» PROBLEM DETAILS: Please return the full listing below without altering anything.

» DATA:
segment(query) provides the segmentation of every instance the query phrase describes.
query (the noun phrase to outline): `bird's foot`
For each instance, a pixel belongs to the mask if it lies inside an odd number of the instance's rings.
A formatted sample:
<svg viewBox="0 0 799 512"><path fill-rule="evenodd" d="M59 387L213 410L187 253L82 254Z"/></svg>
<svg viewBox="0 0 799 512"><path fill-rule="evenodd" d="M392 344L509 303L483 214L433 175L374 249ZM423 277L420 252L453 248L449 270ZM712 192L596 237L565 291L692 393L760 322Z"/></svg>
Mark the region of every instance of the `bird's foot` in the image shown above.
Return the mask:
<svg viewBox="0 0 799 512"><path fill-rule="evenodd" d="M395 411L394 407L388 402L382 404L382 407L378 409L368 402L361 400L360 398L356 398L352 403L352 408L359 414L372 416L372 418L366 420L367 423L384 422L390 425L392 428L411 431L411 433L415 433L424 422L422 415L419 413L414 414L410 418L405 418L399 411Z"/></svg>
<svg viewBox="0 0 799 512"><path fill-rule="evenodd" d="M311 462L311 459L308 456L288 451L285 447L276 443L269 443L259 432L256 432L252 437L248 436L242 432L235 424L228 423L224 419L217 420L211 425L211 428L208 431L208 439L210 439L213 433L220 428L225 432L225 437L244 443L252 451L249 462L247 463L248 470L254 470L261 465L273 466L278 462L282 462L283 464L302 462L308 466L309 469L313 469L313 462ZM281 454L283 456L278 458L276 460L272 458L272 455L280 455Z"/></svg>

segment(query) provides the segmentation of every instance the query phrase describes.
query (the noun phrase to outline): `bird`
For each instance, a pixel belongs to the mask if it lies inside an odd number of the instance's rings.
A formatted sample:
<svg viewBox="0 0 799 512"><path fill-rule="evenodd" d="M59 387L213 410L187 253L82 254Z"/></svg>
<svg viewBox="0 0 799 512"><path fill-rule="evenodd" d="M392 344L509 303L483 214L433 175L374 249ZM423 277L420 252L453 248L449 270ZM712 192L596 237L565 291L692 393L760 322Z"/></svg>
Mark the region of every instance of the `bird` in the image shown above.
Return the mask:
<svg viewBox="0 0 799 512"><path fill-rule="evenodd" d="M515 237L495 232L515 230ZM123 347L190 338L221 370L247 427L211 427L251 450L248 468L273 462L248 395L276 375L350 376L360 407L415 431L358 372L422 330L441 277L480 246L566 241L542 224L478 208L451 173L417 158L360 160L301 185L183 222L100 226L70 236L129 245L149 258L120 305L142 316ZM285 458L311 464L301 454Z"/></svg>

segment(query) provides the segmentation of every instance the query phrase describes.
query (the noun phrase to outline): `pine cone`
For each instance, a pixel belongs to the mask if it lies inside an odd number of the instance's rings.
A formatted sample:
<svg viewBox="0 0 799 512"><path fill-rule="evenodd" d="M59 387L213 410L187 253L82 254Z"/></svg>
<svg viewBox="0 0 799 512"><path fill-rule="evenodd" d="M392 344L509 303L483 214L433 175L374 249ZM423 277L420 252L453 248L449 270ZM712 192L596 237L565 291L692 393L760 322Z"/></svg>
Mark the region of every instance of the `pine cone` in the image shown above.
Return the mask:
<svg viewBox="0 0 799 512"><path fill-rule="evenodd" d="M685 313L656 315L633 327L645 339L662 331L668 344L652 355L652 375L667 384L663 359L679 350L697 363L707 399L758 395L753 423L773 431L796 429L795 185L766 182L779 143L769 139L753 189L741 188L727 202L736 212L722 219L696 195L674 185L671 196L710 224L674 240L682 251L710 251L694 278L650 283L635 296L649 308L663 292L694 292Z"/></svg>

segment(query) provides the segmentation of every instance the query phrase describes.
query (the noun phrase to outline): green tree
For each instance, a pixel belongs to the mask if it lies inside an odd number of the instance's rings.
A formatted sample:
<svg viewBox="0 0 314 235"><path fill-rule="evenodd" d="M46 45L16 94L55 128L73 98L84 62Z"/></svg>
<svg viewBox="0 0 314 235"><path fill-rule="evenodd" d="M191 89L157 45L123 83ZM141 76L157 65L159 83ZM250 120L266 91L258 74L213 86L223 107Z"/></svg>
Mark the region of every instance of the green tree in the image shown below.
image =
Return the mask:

» REPLY:
segment(query) provides the segmentation of every instance the query phrase describes.
query (the noun phrase to outline): `bird's foot`
For each instance, a pixel belongs to the mask if it lies inside an odd number of the instance's rings.
A formatted sample:
<svg viewBox="0 0 799 512"><path fill-rule="evenodd" d="M59 387L213 410L187 253L82 254Z"/></svg>
<svg viewBox="0 0 799 512"><path fill-rule="evenodd" d="M392 344L509 303L483 214L433 175L374 249ZM423 277L420 252L453 248L449 270ZM712 192L596 237L565 291L692 393L760 322Z"/></svg>
Mark the region of every instance of the `bird's foot` in the image shown above.
Return the mask:
<svg viewBox="0 0 799 512"><path fill-rule="evenodd" d="M395 411L394 407L388 402L382 404L382 407L378 409L368 402L361 400L360 398L356 398L352 403L352 408L359 414L372 416L372 418L366 420L367 423L384 422L390 425L392 428L411 431L411 433L415 433L424 422L422 415L419 413L414 414L410 418L405 418L399 411Z"/></svg>
<svg viewBox="0 0 799 512"><path fill-rule="evenodd" d="M311 462L311 459L308 456L288 451L285 447L276 443L269 443L259 432L256 432L252 437L248 436L242 432L235 424L228 423L224 419L217 420L211 425L211 428L208 431L208 439L210 439L213 433L220 428L225 432L225 437L244 443L252 451L249 462L247 463L248 470L254 470L261 465L273 466L278 462L282 462L283 464L302 462L308 466L309 469L313 469L313 462ZM281 454L283 456L278 458L276 460L272 458L272 455L280 455Z"/></svg>

segment(query) provides the segmentation of every instance the query phrase describes.
query (the noun phrase to outline): `bird`
For each instance, a pixel belongs to the mask if it lies inside an odd number of the instance's rings.
A formatted sample:
<svg viewBox="0 0 799 512"><path fill-rule="evenodd" d="M59 387L213 410L187 253L82 254Z"/></svg>
<svg viewBox="0 0 799 512"><path fill-rule="evenodd" d="M392 344L509 303L483 214L433 175L374 249ZM423 277L420 252L453 248L449 270ZM712 192L596 237L565 291L692 393L760 322Z"/></svg>
Mark the region of every instance of the `bird` in the image shown above.
Return the mask:
<svg viewBox="0 0 799 512"><path fill-rule="evenodd" d="M515 237L495 232L515 230ZM123 347L190 338L221 370L247 427L211 427L251 450L248 468L273 462L248 395L276 375L350 376L360 407L415 431L358 372L422 330L441 277L480 246L566 241L542 224L478 208L451 173L417 158L360 160L301 185L183 222L100 226L70 236L129 245L149 258L120 305L142 316ZM285 458L311 464L301 454Z"/></svg>

segment(query) provides the segmentation of every instance the query phrase describes.
query (the noun phrase to outline): `pine cone`
For each instance, a pixel belongs to the mask if it lies inside an odd number of the instance's rings.
A formatted sample:
<svg viewBox="0 0 799 512"><path fill-rule="evenodd" d="M59 387L213 410L187 253L82 254Z"/></svg>
<svg viewBox="0 0 799 512"><path fill-rule="evenodd" d="M392 344L509 303L483 214L433 175L374 249ZM423 277L420 252L453 248L449 270ZM712 192L596 237L565 291L692 393L760 322Z"/></svg>
Mark the region of every instance of the `pine cone` in the image shown above.
Return the mask:
<svg viewBox="0 0 799 512"><path fill-rule="evenodd" d="M685 313L656 315L633 327L645 339L662 331L668 344L652 355L652 375L667 384L663 359L679 350L697 363L707 399L758 395L753 423L773 431L796 429L795 185L766 182L779 143L769 139L753 189L741 188L727 202L736 212L722 219L696 195L674 185L671 196L710 224L674 240L682 251L710 251L694 278L650 283L635 296L649 308L663 292L694 292Z"/></svg>

segment(query) provides the segmentation of every instance the query phrase describes.
query (the noun phrase to outline): green tree
For each instance, a pixel belongs to the mask if it lies inside an odd number of the instance's rings.
A formatted sample:
<svg viewBox="0 0 314 235"><path fill-rule="evenodd" d="M46 45L16 94L55 128L73 98L84 62Z"/></svg>
<svg viewBox="0 0 314 235"><path fill-rule="evenodd" d="M191 89L157 45L123 83ZM141 76L157 65L159 83ZM250 120L266 91L258 74L213 86L223 107Z"/></svg>
Mark the region of every instance of the green tree in the image shown below.
image =
Return the mask:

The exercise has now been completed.